[BEGIN Extract to read]
Véronique Müller (born 9 February 1948, in Morat) is a Swiss singer.

Biography 

Before her musical career, she worked as Petula Clark's secretary. She also spent time in England where she was a pupil of Freddie Winrose, who was the producer of Shirley Bassey.

She represented Switzerland in the Eurovision Song Contest 1972 with the entry "C'est la chanson de mon amour" ("This the song of my love"), where she finished in 8th place. She later co-wrote Switzerland's entry in the 1980 contest, "Cinéma", performed by Paola, which placed 4th.

Discography

Albums 

 Y Usne Breitegrade (1984)
 Viviamo Per Amare (1990)
 Los E Mal... - Neui Lieder Für Chind Und Settegi Wo Gross Worde Sind (Unknown)
[END Extract to read]
[BEGIN Given information]
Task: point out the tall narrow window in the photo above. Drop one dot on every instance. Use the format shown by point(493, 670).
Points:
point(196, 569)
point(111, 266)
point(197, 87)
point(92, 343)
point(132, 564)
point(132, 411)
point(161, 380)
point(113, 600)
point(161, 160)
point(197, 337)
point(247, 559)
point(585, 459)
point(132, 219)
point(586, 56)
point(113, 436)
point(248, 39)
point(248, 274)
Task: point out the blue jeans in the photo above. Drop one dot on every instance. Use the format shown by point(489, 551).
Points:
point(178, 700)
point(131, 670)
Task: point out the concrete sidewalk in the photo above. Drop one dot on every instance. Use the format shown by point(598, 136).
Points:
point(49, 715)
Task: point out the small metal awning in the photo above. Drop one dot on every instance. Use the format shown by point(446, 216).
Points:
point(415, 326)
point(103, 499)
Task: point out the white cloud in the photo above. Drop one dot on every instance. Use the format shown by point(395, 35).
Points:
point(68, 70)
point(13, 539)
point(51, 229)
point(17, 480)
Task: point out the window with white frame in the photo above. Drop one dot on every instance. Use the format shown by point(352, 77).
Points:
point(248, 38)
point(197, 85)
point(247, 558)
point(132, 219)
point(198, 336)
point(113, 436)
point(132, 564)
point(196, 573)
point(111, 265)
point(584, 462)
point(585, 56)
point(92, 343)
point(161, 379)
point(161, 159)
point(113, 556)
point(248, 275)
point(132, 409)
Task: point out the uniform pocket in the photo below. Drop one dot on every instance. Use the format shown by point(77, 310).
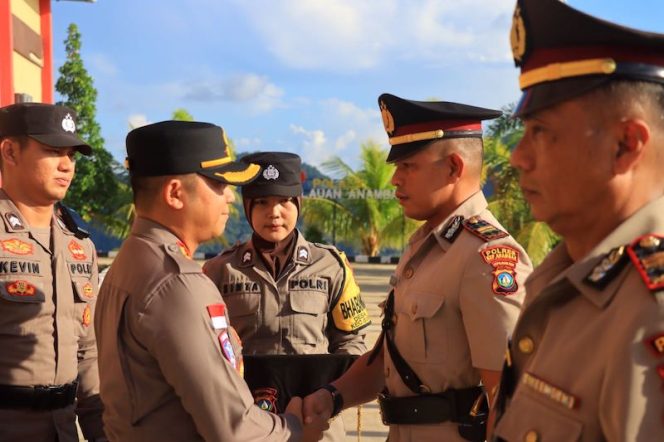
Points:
point(530, 419)
point(243, 311)
point(419, 327)
point(20, 290)
point(309, 317)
[END Given information]
Exercise tasks:
a) Repeat everything in the passage on Véronique Müller from "She represented Switzerland" down to "which placed 4th.".
b) According to the passage on Véronique Müller, whose secretary was she before her musical career?

Responses to the exercise:
a)
She represented Switzerland in the Eurovision Song Contest 1972 with the entry "C'est la chanson de mon amour" ("This the song of my love"), where she finished in 8th place. She later co-wrote Switzerland's entry in the 1980 contest, "Cinéma", performed by Paola, which placed 4th.

b) Petula Clark's.